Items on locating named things
################

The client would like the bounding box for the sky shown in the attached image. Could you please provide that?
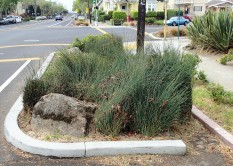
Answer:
[52,0,74,11]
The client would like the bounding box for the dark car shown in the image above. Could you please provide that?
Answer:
[6,16,16,24]
[55,15,63,21]
[167,16,189,26]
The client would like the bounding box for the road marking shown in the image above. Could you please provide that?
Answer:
[0,44,70,49]
[128,27,158,39]
[65,19,74,27]
[0,60,31,93]
[24,39,40,42]
[0,58,40,63]
[48,18,71,27]
[93,27,108,34]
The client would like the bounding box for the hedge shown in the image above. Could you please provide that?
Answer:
[112,11,126,20]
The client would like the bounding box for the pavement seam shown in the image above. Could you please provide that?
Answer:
[192,106,233,150]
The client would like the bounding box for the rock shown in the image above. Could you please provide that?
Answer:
[31,93,97,137]
[197,145,205,149]
[196,141,204,145]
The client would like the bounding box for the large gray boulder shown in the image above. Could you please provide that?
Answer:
[31,93,97,137]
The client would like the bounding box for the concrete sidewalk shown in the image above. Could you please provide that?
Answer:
[199,55,233,91]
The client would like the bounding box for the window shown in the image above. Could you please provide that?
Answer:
[121,5,126,10]
[146,2,155,12]
[194,6,202,12]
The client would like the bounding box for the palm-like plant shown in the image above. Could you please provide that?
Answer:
[187,11,233,52]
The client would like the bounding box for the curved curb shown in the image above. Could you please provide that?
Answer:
[4,53,186,157]
[192,106,233,149]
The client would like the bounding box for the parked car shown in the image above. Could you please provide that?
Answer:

################

Extract every line of the items above word for word, leaving the pictures out.

The client would like the bounding box for the sky shown in the attached image. Could you please provide that?
Answer:
[52,0,74,11]
The client would like the bounding box for the dark car shown in the image above. Could you please provide that?
Answer:
[6,16,16,24]
[55,15,63,21]
[167,16,189,26]
The client would like the bounding box for the road marking shown in the image above. Could you please provide that?
Answer:
[0,44,70,49]
[128,27,158,39]
[65,19,74,27]
[0,60,31,93]
[24,39,40,42]
[0,58,40,63]
[48,18,71,27]
[93,27,108,34]
The client would like the bounding box for the hedge shown in the image above. Could you please provide that?
Answer:
[112,11,126,20]
The client would like the bounding box for the pavement seam shown in the image above. Could you please provide that?
Answer:
[192,106,233,150]
The client would like the bounding box for the rock shown in the image above. Could you please provide that?
Answer:
[31,93,97,137]
[197,145,205,149]
[196,141,204,145]
The client would like the bounding box for the large gray boulder shown in the image above. Could you please provide that?
Answer:
[31,93,97,137]
The client would like the bounding box for the concrete sidewalk shown in the image above. Could you please provide that?
Answer:
[199,55,233,91]
The client would like the bounding box for the window shown in the image above. Could you please provide that?
Answer:
[121,5,126,10]
[146,2,155,12]
[194,6,202,12]
The client would like the bounding box for the palm-like plant shown in the image above. Could you please provide that?
Answer:
[187,11,233,52]
The client would like the bounding box for the curved curb shown in the image above. Could you please provide that?
Answer:
[4,53,186,157]
[192,106,233,149]
The client would like the bounding box for the parked car shown in the image above. Could you please provide that?
Answer:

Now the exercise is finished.